** Start of Extracted text **
# your favorite masculine scents?



## krissy (May 27, 2011)

i have had a request for a bunch of different mens scents and i want to get as many as i can. who has some really good ones?


----------



## Tabitha (May 27, 2011)

check your pms


----------



## pgnlady (May 27, 2011)

I just made Bay Rum from Oregon Trail and it is fantastic!!  I also like Midsummer Night from Peak, & Blue Sugar from Scent Works.  Careful with the Midsummer Night though it A's big time, the other two soap like a dream though.  Hope this helps


----------



## Adema (May 27, 2011)

Green irish tweed fro scent works is really nice, and their Bay rum as well.


----------



## krissy (May 27, 2011)

cool, thanks ladies!


----------



## JenniferSews (May 27, 2011)

I took a chance on WSP Tobacco Caramel for some reason and it's a nice manly scent.  Kind of reminds me of shaving cream. I second Green Irish Tweed.


----------



## IrishLass (May 27, 2011)

Masculine Musk from SweetCakes
Green Irish Tweed from TheScentWorks 
Midsummer's Night from WSP
Paradise from Daystar (it's more of a unisex lime scent, but all my guys love it)
Classic Old Spice from OregonTrails
Salty Sailor from Daystar

IrishLass


----------



## Lynnz (May 28, 2011)

Love these kind of questions LOL
Fav Mens fragrances to date

Green tweed from Elements (want to try scentworks)
Bay Rum from Oregan trail
Cedar and Saffron from Bramble Berry :0)

Edited to add that I have Extremely Sexy for Men here from Natures Garden and it has some good reviews so will let you know what I think once I soap it :0)


----------



## newbie (May 28, 2011)

BLack Canyon from Peaks seems very popular with men and ladies alike. Also Ancient Sedona from Bramble Berry. Vanilla and Sandalwood or Vanilla and Musk (about 50/50) has been well-received. Lime, as well. Men seem to be a little harder to figure out scent-wise than women. Men tell me they overall aren't as interested in scents, but I don't know if that's true as a generalization.


----------



## tomara (May 28, 2011)

newbie said:
			
		

> BLack Canyon from Peaks seems very popular with men and ladies alike. Also Ancient Sedona from Bramble Berry. Vanilla and Sandalwood or Vanilla and Musk (about 50/50) has been well-received. Lime, as well. Men seem to be a little harder to figure out scent-wise than women. Men tell me they overall aren't as interested in scents, but I don't know if that's true as a generalization.



I love Black Canyon too!!

Another one you might one to try that might seem a bit bizarre is Zanzibar Clove from Lonestar.  It's really nice.


----------



## NancyRogers (May 28, 2011)

Some that hubby likes ...

Black vetiver cafe from southern garden scents
Bay rum from Oregon trails
Redwood & cedar from bert's heaven scent

And these two gender neutral scents
Sweet orange chili pepper and lime cilantro both from natures garden

I recently got the perfect man and green Irish tweed from ng. They both smell really good, but I haven't soaped them yet.
** End of Extracted text **
Problem to solve
Extend the forum thread on favorite masculine soap scents past its last post. The items that follow are not needed here.
** Start of Data supplied **
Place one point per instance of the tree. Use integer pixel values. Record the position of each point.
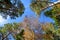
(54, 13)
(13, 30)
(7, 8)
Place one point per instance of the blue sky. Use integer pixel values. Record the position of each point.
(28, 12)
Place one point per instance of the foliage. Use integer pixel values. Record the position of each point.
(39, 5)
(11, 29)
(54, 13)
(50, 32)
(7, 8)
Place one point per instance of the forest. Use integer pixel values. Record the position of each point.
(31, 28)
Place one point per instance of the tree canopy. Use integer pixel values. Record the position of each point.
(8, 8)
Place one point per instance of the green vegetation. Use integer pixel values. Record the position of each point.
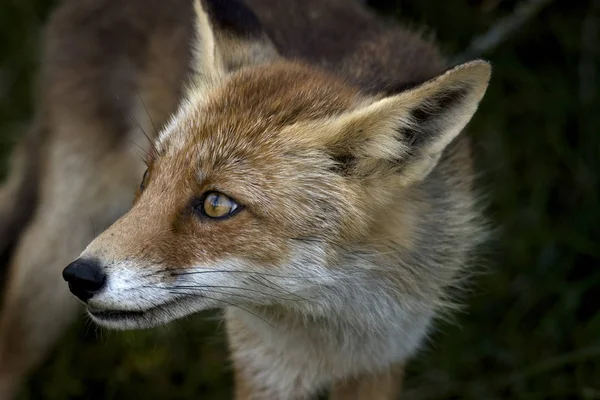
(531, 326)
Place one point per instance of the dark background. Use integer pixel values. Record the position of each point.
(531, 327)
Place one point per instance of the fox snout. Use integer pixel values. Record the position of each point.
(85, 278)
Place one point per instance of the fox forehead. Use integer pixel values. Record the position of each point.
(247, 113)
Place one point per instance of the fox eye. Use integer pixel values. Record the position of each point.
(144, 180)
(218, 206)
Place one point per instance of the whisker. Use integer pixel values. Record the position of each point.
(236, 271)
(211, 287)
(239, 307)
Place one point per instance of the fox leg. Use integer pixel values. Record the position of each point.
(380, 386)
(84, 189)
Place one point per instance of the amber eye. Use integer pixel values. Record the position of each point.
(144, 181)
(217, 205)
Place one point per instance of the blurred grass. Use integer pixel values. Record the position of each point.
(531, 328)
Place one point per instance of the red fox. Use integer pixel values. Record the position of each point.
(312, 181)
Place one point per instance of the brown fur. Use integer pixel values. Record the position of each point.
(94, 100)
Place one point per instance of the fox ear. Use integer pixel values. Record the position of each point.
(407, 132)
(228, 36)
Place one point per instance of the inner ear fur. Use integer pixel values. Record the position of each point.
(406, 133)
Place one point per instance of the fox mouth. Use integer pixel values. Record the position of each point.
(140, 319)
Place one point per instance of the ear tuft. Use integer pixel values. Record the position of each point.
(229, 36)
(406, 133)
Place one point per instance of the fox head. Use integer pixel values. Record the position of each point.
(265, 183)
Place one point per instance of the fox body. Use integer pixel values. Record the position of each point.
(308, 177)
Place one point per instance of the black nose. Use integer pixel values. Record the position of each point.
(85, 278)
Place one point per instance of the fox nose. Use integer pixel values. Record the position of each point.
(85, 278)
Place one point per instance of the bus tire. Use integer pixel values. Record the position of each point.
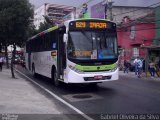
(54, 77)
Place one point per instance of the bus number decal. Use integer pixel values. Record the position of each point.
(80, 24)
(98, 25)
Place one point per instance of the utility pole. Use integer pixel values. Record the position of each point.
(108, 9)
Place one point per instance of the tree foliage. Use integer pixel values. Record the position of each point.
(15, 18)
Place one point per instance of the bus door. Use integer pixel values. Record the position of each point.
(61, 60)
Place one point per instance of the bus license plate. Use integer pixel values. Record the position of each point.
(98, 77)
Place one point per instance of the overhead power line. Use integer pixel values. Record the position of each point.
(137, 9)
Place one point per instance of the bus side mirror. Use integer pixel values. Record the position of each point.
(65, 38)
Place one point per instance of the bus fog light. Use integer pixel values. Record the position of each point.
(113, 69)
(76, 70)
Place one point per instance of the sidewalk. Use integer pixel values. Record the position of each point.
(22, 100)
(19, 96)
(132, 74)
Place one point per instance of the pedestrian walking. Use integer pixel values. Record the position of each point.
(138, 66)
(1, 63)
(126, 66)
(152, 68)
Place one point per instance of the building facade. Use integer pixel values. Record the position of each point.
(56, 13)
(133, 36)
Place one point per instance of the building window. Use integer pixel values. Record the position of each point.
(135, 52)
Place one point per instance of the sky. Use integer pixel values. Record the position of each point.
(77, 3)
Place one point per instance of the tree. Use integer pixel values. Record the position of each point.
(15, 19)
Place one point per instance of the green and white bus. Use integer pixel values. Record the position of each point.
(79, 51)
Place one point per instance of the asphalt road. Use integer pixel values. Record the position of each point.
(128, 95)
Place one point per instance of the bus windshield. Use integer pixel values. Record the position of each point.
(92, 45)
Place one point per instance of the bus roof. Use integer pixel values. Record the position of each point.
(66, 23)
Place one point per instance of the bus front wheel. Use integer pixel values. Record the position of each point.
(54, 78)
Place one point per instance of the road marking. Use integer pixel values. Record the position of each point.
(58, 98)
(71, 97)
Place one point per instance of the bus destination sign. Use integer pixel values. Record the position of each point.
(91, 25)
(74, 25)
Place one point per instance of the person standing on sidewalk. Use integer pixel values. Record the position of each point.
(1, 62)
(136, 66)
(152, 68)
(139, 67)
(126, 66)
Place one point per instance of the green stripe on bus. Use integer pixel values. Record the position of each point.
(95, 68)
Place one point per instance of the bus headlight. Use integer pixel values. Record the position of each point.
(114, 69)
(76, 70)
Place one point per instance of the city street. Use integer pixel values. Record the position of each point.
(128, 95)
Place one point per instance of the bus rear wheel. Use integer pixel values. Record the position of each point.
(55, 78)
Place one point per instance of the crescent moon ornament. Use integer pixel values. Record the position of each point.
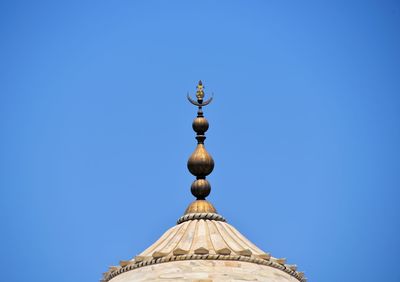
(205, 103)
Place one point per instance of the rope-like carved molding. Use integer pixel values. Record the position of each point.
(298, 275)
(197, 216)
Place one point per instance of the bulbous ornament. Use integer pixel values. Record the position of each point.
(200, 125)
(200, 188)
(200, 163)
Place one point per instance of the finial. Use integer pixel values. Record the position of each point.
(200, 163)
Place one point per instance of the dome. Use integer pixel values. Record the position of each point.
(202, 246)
** End of Data supplied **
** Start of Data supplied **
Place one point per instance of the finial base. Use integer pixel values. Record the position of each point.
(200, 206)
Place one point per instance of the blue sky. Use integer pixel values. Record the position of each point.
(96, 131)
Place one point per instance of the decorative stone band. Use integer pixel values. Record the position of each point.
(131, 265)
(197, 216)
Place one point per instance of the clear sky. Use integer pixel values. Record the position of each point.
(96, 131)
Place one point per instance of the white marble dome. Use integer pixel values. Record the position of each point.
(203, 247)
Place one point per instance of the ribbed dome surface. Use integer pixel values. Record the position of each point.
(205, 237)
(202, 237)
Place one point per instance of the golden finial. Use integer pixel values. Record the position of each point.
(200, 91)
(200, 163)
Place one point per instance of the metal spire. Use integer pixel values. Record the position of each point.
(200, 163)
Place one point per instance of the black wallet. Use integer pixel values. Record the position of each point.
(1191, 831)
** End of Data supplied **
Task result
I'm always on the look out for scents Hubby will like.


----------



## krissy (May 28, 2011)

funny thing is that i am making all of them for women.  they want them more than feminine scents. :shock:


----------



## newbie (May 28, 2011)

Ha! That reminds me of a woman I gave a bar of Ancient Sedona to. She was swooning over it. Said she didn't want to smell like that herself, but it made her think of a man. I told her to keep it on her bedside table and just take a whiff every now and then. She absolutely adored it. Personally, I would love to smell like that!

Maybe there's some sort of trend. I've recently had women very interested in what I though of as my more manly scents, but I don't have too many guys interested in soap. The women love them, though!


----------



## Tabitha (May 28, 2011)

newbie said:
			
		

> Maybe there's some sort of trend. I've recently had women very interested in what I though of as my more manly scents, but I don't have too many guys interested in soap. The women love them, though!



My best sellers tend to be my unisex scents.


----------



## Dragonkaz (May 30, 2011)

I love *Cool Water *... my hubby used to wear this more than any other of his 'perfumes' and it's a smell I love to have around.  My kids (late 20's) love it also and now their friends (male and female) are asking them to get some from their Mum.

I have many male friends requesting more cakes of the soap I make with EO's *sweet orange and patchouli* ... which has poppy seeds and oatbran in it.

EO *lemon myrtle* has also been popular with males, as has the soap I mixed EO's *tea tree and lemon*.


----------



## lauramw71 (May 31, 2011)

I like
Green Irish Tweed - NG
Dude - NG
Aqua Di Gio - NG
Stud - NG
Tommy Type - NG

My hunny's fav is LeMale from SOS.  I only bought a sample from them and made it into a roll on so I don't know how it behaves in anything except jojoba...


----------



## Stacey (Jun 1, 2011)

I am totally in love with Cracklin' Birch from Nature's Garden.  I bought it to make a soap for my Mr. but I've found that I like using it too.  That will be a forever fragrance for me.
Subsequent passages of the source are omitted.